Actu professionnelleCOVID-19 : PEUT-ON CONCLURE UN PACS NOTARIÉ PENDANT LA PÉRIODE DE CONFINEMENT ?
Il nous semble que cette question mérite d’être posée, pour au moins deux raisons. D’une part, le Pacs notarié présente d’indéniables avantages sur le Pacs sous signature privée enregistré par l’officier de l’état civil : quant à sa rédaction et quant à sa conservation, il sécurise les partenaires de façon sérieuse. D’autre part, en cette période de confinement, les mairies ont considérablement restreint leur accueil du public ; le plus souvent, elles ne restent ouvertes que pour les déclarations de naissance, les déclarations de décès et les démarches liées aux inhumations. A contrario, beaucoup d’entre elles ont suspendu les enregistrements de Pacs.
Il ne paraît donc pas incongru d’envisager la situation d’une personne mourante qui souhaiterait conclure un Pacs (voire, ensuite, rédiger un testament) et ferait donc appel à un notaire.
________________________________________
▶ **Consignes**
Rédigez la suite du texte sur le Pacs notarié pendant le confinement, en reprenant juste après sa dernière phrase.

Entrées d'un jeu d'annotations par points
________________________________________
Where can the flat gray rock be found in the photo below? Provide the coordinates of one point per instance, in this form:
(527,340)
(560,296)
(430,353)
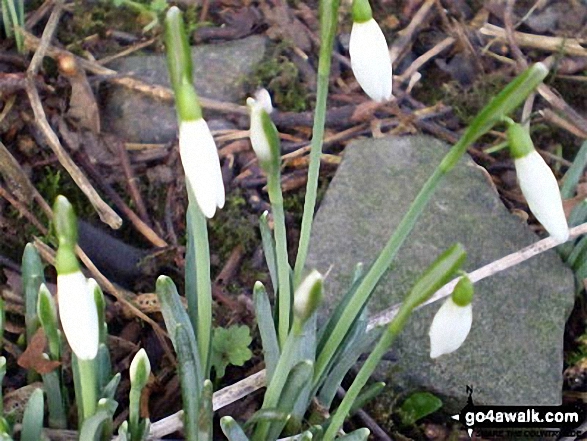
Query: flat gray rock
(514,353)
(219,73)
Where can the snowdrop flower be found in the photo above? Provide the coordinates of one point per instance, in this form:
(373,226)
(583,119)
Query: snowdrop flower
(452,322)
(201,165)
(369,53)
(538,184)
(197,148)
(140,369)
(263,133)
(308,296)
(77,308)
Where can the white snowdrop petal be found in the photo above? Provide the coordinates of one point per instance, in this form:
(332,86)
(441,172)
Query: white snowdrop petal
(541,191)
(78,314)
(201,165)
(370,60)
(449,328)
(259,140)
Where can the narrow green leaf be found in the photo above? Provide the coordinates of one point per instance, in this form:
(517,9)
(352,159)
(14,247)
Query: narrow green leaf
(32,278)
(297,381)
(417,406)
(232,430)
(189,378)
(266,329)
(92,427)
(57,413)
(32,420)
(205,419)
(174,315)
(370,393)
(357,435)
(347,359)
(574,173)
(47,313)
(269,249)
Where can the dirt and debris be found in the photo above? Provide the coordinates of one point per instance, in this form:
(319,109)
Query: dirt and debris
(449,58)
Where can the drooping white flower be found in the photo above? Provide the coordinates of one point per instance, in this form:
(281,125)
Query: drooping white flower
(452,322)
(370,59)
(140,369)
(308,296)
(450,328)
(78,314)
(537,182)
(259,107)
(541,191)
(201,164)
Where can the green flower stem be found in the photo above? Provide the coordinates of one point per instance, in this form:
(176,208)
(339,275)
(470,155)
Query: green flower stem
(89,392)
(328,22)
(279,378)
(134,402)
(506,101)
(435,276)
(284,289)
(200,307)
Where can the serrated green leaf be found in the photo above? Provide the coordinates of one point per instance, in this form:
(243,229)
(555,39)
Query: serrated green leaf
(230,346)
(417,406)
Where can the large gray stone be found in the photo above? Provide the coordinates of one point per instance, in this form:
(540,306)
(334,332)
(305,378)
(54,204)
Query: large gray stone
(219,73)
(514,353)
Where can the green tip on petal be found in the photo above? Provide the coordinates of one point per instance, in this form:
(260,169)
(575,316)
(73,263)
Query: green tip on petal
(519,140)
(140,369)
(179,63)
(65,222)
(463,292)
(361,11)
(308,296)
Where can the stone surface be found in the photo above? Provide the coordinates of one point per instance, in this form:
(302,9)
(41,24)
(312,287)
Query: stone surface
(219,71)
(514,353)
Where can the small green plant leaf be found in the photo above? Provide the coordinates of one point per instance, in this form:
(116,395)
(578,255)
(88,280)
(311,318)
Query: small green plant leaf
(417,406)
(232,430)
(32,422)
(230,346)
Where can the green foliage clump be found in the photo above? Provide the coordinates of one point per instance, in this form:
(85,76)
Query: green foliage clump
(230,346)
(233,225)
(282,78)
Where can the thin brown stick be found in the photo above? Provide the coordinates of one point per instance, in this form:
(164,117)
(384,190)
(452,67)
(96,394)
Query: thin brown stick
(107,215)
(131,181)
(425,58)
(490,269)
(156,91)
(129,50)
(147,232)
(405,37)
(569,46)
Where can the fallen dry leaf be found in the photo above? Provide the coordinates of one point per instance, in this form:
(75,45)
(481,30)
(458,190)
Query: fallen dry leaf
(32,357)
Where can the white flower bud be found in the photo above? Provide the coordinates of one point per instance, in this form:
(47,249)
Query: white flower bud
(370,60)
(201,165)
(78,314)
(259,139)
(450,328)
(140,369)
(541,191)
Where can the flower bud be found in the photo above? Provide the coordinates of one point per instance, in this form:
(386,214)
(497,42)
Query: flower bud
(263,134)
(78,314)
(140,369)
(308,296)
(201,165)
(369,53)
(452,323)
(538,184)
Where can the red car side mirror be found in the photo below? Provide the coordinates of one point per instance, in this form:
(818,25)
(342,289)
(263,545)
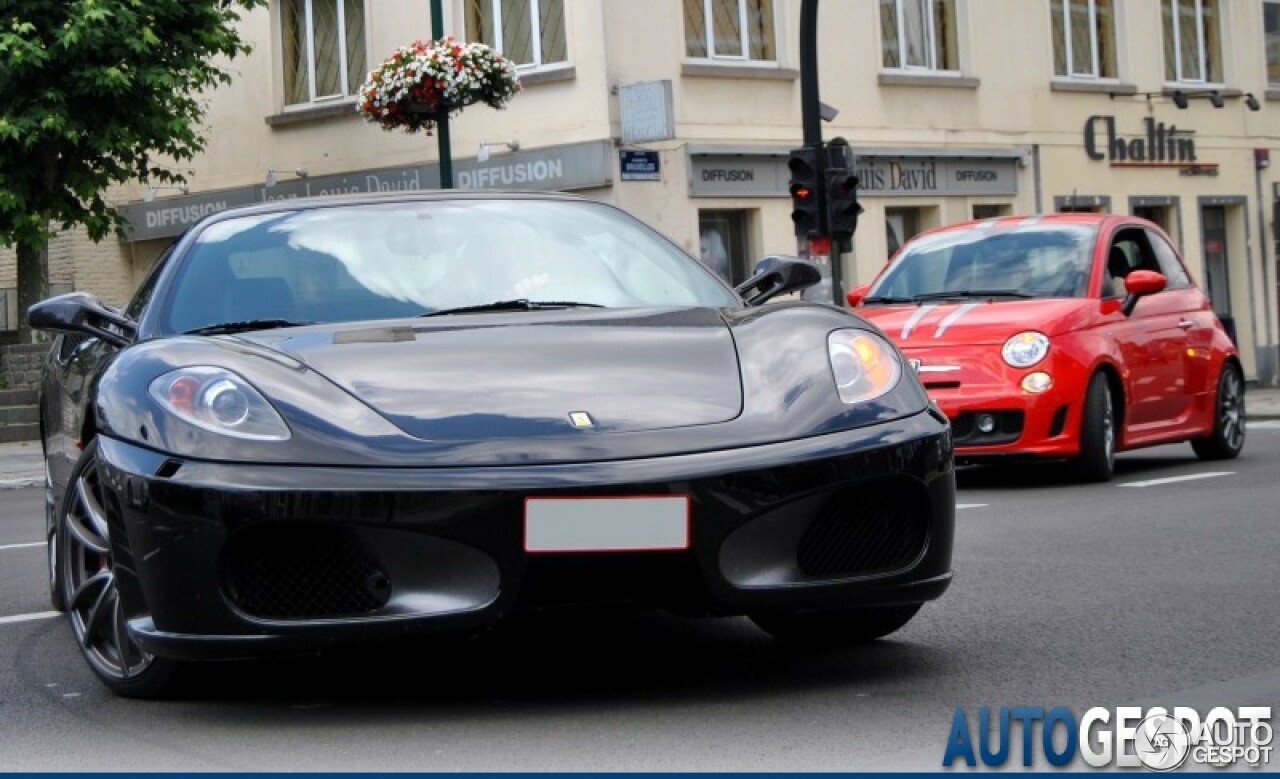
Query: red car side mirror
(1144,282)
(1141,283)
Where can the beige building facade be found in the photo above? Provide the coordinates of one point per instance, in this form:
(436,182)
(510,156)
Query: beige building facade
(682,111)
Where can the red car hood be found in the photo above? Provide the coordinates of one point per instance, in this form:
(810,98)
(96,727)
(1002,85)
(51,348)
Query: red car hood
(974,321)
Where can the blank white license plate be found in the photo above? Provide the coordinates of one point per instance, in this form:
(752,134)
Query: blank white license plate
(653,523)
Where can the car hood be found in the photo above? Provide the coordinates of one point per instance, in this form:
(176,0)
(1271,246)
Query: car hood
(525,374)
(974,321)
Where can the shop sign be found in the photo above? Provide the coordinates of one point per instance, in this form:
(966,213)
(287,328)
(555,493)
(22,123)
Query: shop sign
(1159,145)
(766,175)
(560,168)
(640,165)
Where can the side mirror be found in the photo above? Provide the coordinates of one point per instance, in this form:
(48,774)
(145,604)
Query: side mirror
(1141,283)
(82,312)
(775,276)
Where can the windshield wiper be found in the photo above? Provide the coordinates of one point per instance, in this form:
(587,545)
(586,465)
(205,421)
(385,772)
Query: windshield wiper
(242,326)
(517,305)
(972,293)
(887,298)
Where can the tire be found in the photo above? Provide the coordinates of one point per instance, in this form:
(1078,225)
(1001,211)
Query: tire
(1228,436)
(86,578)
(835,627)
(1097,457)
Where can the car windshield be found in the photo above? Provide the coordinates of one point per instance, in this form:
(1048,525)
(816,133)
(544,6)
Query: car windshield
(371,261)
(988,260)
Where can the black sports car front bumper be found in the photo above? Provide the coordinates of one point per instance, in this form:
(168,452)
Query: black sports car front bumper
(219,559)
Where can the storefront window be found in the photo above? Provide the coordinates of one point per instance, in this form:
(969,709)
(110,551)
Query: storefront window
(919,35)
(324,49)
(736,30)
(1083,39)
(1193,47)
(723,244)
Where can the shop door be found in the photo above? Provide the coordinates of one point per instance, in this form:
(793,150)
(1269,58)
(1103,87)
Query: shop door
(1217,279)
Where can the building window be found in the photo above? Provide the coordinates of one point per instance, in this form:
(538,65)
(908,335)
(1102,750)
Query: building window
(1193,46)
(1083,39)
(324,49)
(919,35)
(739,30)
(528,32)
(1271,23)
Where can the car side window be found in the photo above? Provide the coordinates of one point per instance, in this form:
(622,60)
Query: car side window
(1169,262)
(1129,252)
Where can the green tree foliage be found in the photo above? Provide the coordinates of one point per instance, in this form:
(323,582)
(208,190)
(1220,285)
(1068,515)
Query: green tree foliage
(91,94)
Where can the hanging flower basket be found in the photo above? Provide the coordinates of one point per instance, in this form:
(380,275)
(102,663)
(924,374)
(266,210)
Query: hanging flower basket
(424,81)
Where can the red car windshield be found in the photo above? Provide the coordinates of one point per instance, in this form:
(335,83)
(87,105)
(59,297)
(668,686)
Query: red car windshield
(986,260)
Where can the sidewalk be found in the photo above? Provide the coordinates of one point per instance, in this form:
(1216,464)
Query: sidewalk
(21,463)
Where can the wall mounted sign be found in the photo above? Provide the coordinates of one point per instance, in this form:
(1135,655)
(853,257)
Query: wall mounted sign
(552,169)
(643,165)
(897,175)
(1159,145)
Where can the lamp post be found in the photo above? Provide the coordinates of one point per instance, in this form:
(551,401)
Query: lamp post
(442,125)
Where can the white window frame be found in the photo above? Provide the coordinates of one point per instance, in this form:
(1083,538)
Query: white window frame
(535,31)
(932,33)
(1095,62)
(343,72)
(1266,55)
(744,40)
(1200,42)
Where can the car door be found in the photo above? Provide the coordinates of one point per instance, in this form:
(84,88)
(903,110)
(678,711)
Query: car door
(1152,340)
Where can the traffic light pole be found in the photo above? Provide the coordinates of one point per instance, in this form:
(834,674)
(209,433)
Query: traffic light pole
(442,125)
(810,118)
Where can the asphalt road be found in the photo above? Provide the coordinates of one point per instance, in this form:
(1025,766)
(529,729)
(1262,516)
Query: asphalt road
(1069,595)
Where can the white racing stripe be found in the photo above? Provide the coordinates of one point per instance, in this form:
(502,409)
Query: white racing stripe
(1152,482)
(31,617)
(22,545)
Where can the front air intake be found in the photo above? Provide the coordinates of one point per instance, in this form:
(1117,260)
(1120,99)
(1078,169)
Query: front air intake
(302,572)
(863,531)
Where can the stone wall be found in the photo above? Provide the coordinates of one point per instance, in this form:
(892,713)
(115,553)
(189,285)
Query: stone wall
(21,366)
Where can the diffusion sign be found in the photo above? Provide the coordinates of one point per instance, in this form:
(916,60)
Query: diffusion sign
(558,168)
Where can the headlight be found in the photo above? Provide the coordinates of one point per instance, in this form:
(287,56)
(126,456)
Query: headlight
(863,365)
(219,401)
(1025,349)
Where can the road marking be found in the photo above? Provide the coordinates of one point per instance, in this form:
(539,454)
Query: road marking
(22,545)
(1152,482)
(31,617)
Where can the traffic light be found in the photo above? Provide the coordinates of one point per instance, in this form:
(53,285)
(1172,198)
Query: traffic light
(842,206)
(841,186)
(807,192)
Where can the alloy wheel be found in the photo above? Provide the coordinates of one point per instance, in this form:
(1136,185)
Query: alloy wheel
(1230,411)
(88,582)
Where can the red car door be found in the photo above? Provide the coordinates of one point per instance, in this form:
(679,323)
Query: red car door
(1152,340)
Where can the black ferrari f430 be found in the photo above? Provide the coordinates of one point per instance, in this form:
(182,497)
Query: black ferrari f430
(338,420)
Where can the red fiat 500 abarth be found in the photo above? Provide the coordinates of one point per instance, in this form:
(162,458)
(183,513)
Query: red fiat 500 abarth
(1066,335)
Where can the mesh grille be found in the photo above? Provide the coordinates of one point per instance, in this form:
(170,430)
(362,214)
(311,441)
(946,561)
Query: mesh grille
(864,531)
(302,572)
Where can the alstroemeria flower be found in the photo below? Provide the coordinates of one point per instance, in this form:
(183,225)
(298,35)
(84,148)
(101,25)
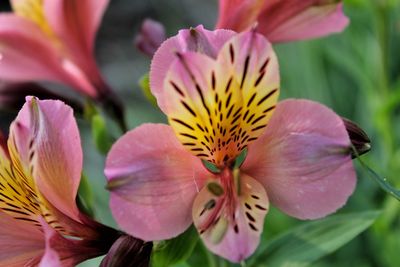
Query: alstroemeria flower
(283,20)
(53,40)
(13,94)
(40,172)
(218,104)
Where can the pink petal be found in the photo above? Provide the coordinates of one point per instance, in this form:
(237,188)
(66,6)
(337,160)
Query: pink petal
(21,242)
(195,40)
(62,251)
(27,54)
(283,20)
(288,21)
(3,145)
(303,160)
(153,182)
(76,22)
(150,37)
(233,239)
(238,15)
(216,107)
(47,138)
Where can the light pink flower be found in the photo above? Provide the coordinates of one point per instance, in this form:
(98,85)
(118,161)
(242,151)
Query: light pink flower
(221,100)
(283,20)
(150,37)
(40,172)
(53,40)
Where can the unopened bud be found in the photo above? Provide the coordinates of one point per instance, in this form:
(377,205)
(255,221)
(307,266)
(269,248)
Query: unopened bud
(128,251)
(358,137)
(150,37)
(12,95)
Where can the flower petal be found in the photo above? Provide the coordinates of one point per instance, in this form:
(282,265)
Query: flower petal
(234,239)
(47,138)
(25,52)
(21,243)
(303,160)
(238,15)
(195,40)
(3,145)
(288,21)
(217,107)
(62,251)
(76,22)
(150,36)
(153,182)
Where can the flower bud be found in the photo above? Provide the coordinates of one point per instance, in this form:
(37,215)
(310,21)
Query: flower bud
(358,137)
(128,251)
(150,37)
(12,95)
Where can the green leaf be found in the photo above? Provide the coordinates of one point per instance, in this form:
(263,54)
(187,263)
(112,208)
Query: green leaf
(85,196)
(176,250)
(144,84)
(311,241)
(101,137)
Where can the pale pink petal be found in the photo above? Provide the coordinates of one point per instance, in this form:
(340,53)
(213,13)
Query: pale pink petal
(235,239)
(3,145)
(47,138)
(153,182)
(195,40)
(26,53)
(216,107)
(238,15)
(20,242)
(291,21)
(76,23)
(303,160)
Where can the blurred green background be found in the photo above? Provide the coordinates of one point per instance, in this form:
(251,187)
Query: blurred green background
(356,73)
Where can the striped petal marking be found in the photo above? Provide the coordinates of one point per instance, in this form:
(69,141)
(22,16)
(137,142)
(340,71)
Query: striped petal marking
(218,106)
(33,10)
(19,194)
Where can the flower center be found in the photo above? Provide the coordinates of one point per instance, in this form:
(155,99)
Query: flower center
(33,10)
(218,106)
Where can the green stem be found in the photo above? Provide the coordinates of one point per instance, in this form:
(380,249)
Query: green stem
(210,257)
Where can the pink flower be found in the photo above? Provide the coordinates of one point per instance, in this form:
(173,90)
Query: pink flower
(39,177)
(220,92)
(150,37)
(283,20)
(53,40)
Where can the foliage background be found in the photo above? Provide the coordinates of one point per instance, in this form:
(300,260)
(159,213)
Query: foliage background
(356,73)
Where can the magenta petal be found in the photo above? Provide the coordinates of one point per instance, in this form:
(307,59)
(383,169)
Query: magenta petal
(50,257)
(195,40)
(150,37)
(153,182)
(303,160)
(3,145)
(62,251)
(21,243)
(76,22)
(310,19)
(47,138)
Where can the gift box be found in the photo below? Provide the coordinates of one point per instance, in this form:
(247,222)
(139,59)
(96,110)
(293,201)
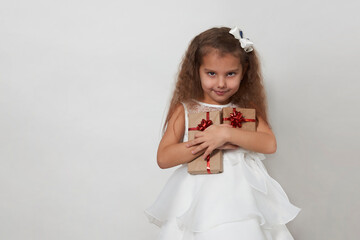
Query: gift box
(214,162)
(240,118)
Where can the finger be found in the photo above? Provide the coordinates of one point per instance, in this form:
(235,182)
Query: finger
(199,148)
(207,152)
(200,134)
(193,142)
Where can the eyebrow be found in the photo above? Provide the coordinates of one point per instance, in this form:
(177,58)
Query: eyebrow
(209,70)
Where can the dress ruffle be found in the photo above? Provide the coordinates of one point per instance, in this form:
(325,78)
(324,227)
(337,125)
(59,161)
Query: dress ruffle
(244,191)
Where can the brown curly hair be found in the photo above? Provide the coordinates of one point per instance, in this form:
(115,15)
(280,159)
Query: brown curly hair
(251,93)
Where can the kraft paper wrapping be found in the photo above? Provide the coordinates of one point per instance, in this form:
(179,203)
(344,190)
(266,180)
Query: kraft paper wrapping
(199,164)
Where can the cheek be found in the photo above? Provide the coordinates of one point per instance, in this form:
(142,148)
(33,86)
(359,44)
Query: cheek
(206,83)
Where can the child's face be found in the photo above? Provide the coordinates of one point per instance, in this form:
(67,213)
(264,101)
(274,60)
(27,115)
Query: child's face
(220,77)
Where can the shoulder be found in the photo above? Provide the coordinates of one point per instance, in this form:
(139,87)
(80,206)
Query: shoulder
(176,126)
(263,126)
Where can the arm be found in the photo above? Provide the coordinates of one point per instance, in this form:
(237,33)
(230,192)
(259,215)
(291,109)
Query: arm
(263,140)
(171,151)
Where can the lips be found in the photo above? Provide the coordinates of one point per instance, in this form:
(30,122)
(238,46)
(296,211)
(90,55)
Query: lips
(220,93)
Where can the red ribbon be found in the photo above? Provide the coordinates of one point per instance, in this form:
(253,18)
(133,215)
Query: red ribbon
(236,118)
(205,123)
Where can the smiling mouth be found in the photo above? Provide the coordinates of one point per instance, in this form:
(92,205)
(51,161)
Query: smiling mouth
(220,93)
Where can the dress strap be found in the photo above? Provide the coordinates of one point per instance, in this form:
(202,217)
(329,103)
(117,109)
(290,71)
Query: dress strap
(185,139)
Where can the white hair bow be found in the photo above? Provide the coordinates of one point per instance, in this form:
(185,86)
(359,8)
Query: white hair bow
(245,43)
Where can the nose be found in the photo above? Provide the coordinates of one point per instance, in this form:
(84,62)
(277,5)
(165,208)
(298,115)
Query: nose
(221,82)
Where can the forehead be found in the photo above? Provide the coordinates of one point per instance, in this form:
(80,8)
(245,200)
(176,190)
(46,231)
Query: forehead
(217,60)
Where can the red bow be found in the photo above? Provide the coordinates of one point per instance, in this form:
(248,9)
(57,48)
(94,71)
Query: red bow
(236,118)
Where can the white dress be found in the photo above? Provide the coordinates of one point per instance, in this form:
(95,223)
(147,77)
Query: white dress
(242,203)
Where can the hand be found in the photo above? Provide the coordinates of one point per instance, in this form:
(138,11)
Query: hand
(228,146)
(214,137)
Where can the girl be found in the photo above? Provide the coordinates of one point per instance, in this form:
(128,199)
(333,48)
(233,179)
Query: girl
(220,69)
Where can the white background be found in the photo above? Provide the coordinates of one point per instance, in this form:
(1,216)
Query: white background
(84,87)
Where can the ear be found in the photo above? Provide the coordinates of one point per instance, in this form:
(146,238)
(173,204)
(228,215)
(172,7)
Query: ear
(245,67)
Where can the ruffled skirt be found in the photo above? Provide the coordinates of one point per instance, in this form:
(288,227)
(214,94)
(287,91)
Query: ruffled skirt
(243,202)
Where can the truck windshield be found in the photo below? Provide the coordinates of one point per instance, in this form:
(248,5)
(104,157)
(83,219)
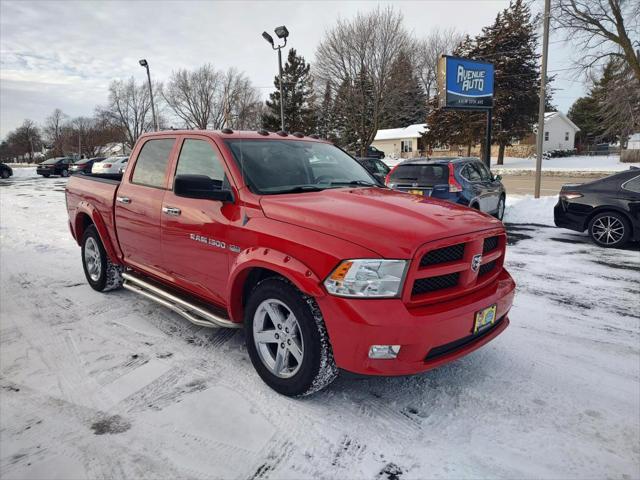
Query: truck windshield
(285,166)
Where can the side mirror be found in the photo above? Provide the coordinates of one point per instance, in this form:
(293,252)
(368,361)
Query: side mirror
(201,186)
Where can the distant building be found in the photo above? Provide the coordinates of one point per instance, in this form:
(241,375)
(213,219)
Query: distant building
(559,133)
(401,142)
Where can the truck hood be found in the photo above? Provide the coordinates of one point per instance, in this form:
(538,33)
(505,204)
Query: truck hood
(390,223)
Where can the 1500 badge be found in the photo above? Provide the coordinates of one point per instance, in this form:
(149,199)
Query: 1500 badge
(212,242)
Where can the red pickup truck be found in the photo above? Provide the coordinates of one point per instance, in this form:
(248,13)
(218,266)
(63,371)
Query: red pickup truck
(291,238)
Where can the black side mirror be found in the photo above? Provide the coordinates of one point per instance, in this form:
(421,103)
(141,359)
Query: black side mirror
(201,186)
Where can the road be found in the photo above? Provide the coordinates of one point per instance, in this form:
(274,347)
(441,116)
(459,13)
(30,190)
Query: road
(524,184)
(114,386)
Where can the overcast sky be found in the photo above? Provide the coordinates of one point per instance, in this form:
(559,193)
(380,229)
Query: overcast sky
(63,54)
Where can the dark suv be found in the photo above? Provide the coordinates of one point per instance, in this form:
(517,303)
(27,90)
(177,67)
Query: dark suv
(466,181)
(55,166)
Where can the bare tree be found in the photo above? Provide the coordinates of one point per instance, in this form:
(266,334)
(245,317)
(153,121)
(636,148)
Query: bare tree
(53,130)
(367,46)
(130,108)
(606,29)
(195,96)
(426,52)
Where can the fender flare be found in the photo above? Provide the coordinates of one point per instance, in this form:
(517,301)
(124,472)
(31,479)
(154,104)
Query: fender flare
(93,213)
(258,257)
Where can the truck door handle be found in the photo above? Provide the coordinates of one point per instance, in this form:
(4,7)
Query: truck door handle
(173,211)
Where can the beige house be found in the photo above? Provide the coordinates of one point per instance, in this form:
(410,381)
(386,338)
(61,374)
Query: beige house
(401,142)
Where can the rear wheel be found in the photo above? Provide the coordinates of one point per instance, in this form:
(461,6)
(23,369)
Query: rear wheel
(610,229)
(287,340)
(101,273)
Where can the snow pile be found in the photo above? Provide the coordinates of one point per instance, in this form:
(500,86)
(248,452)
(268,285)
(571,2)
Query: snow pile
(579,163)
(527,209)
________________________________________
▶ **Résultat attendu**
1 – QUE DIT LA LOI ?

L’article 515-3 du Code civil dispose : « Lorsque la convention de pacte civil de solidarité est passée par acte notarié, le notaire instrumentaire recueille la déclaration conjointe, procède à l’enregistrement du pacte et fait procéder aux formalités de publicité prévues à l’alinéa précédent » (al.5).
Incidemment, on relève que la disposition aux termes de laquelle « En cas d’empêchement grave, l’officier de l’état civil se transporte au domicile ou à la résidence de l’une des parties pour enregistrer le pacte civil de solidarité » (C. civ., art.515-3, al.2) n’a pas été étendue au notaire.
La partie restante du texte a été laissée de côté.